See also: Tribe Dynamics, 2017

Spotify playlist prediction

Spotify is a music, podcast, and video streaming service with 100 million active users. The company curates playlists that are followed by millions of users. These playlists are created by a combination of algorithmic and human-driven processes. The aim of our project is to make use of machine learning algorithms to improve the effectiveness of algorithmically curated playlists and to analyze what audio features contribute to the popularity of playlists.

Spotify attempts to direct the most relevant songs to users based on their preferences, moods etc. An enhanced version of our project would include generation of user-specific playlists based on genre, mood etc. The success of a playlist depends on certain features which need to be determined. We are using two datasets for our project. The key dataset is the set of audio features of tracks and playlists obtained from Spotify API. Additional features can be added from Million Song Dataset, a freely available collection of audio features and metadata about 1 million popular tracks. Some of the important audio features are loudness, energy, danceabililty, beats per minute etc. An extended and time-series version of these audio features can be obtained by processing 30 seconds raw audio obtained using Spotify api which will be targeted in the later phase of the project.

See also: Spotify, 2017

Past Projects

Negotiation Tool for Airbnb

Airbnb is a global marketplace of rentals of apartments that reach 190 countries and 34,000 cities. In Airbnb, citizens insert their rental offers and rent their own apartments to other citizens, thereby defining a parallel market to traditional offers based upon hotels. We propose to integrate data from Airbnb with data from other sources, including open data, census information, real estate, information about the district, about the house interiors, social sources such as Instagram and Twitter, etc., so as to develop a new scoring system for Airbnb offers, similar to the hotel star system.

Students: Jack Qian, Qing Zhao, Giovanni Battista, Michele Inverizzi 

Nester for Design

Nester is a platform where companies can find the best designs for a project, using Kaggle. Kaggle is a platform that hosts machine learning competitions where companies and researchers post data and pose challenges. Data scientists from all over the world compete to answer the questions and to produce the best results, in effect, crowdsourcing the most efficient technique or solution to the questions.

Through Nester, companies post brief design challenges. Designers then propose solutions and vote for other people's projects. Experts refine projects. Companies give feedback refine and select the best ideas. Finally, users pledge for their favorite product and we have a Winner!

Task brief » Copy the project descriptions word for word from "Negotiation Tool for" up to and including "hotel star system.". The items have nothing to do with the project descriptions.

Data shown »
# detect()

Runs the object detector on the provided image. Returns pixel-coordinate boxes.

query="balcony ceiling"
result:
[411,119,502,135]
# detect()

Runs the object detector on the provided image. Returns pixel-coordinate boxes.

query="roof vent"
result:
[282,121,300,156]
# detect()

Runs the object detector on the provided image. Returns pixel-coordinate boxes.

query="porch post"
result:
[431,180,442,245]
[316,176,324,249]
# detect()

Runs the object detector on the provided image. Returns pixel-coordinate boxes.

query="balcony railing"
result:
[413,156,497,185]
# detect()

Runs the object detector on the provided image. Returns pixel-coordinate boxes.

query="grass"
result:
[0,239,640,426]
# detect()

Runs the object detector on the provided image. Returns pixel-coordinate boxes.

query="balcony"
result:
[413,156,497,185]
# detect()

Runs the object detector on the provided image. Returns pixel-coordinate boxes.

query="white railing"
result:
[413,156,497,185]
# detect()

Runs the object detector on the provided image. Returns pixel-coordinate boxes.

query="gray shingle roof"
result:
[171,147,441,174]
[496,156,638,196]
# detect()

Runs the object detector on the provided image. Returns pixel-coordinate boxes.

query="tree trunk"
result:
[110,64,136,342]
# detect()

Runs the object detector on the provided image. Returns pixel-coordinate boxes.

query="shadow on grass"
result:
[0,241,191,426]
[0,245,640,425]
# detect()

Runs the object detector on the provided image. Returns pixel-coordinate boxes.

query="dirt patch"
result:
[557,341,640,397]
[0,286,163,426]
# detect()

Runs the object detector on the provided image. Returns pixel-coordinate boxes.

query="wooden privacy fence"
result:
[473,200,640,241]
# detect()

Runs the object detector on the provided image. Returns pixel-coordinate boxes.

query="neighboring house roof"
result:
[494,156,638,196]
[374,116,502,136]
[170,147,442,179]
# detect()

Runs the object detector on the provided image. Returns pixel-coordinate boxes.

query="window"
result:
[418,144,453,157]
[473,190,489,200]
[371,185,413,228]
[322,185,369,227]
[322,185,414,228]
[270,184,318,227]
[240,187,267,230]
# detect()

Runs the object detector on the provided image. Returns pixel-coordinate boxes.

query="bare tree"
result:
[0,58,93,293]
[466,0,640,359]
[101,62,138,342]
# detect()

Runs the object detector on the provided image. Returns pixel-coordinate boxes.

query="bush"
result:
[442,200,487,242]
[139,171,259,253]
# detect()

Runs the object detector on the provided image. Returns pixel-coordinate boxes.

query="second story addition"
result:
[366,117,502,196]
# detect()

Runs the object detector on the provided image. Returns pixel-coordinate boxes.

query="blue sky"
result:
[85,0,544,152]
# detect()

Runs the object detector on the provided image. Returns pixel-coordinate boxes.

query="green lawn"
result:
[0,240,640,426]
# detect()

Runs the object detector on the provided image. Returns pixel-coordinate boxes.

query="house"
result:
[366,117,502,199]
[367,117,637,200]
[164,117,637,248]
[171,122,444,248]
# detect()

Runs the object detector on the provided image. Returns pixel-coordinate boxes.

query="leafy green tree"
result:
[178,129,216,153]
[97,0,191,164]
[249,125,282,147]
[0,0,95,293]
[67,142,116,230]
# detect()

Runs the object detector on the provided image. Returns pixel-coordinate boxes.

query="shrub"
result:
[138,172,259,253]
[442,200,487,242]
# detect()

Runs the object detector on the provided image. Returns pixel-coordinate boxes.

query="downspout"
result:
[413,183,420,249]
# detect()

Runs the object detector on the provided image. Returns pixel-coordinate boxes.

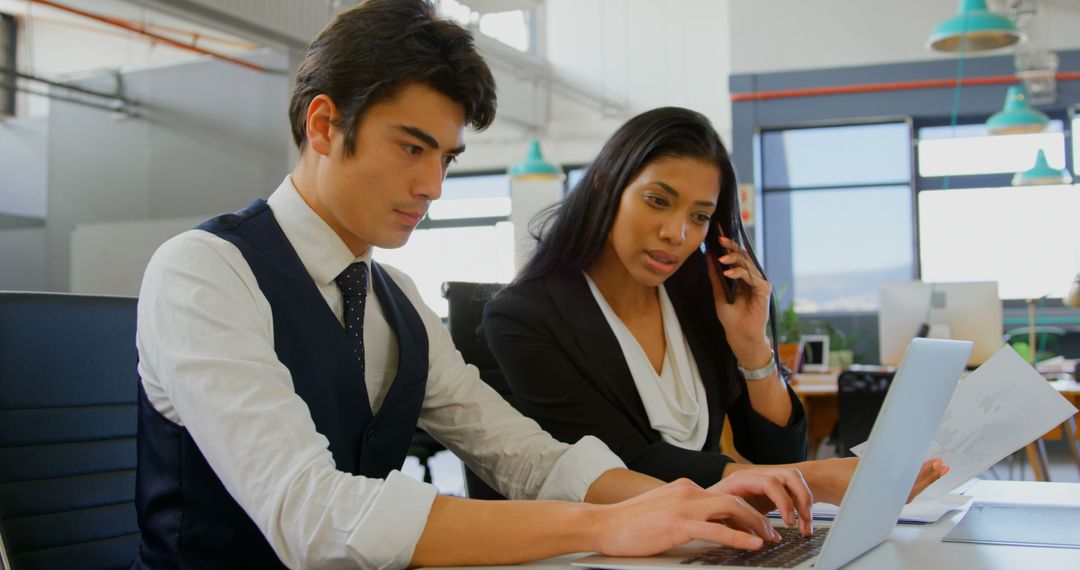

Response to the exercise »
Negotiation Tool for Airbnb

Airbnb is a global marketplace of rentals of apartments that reach 190 countries and 34,000 cities. In Airbnb, citizens insert their rental offers and rent their own apartments to other citizens, thereby defining a parallel market to traditional offers based upon hotels. We propose to integrate data from Airbnb with data from other sources, including open data, census information, real estate, information about the district, about the house interiors, social sources such as Instagram and Twitter, etc., so as to develop a new scoring system for Airbnb offers, similar to the hotel star system.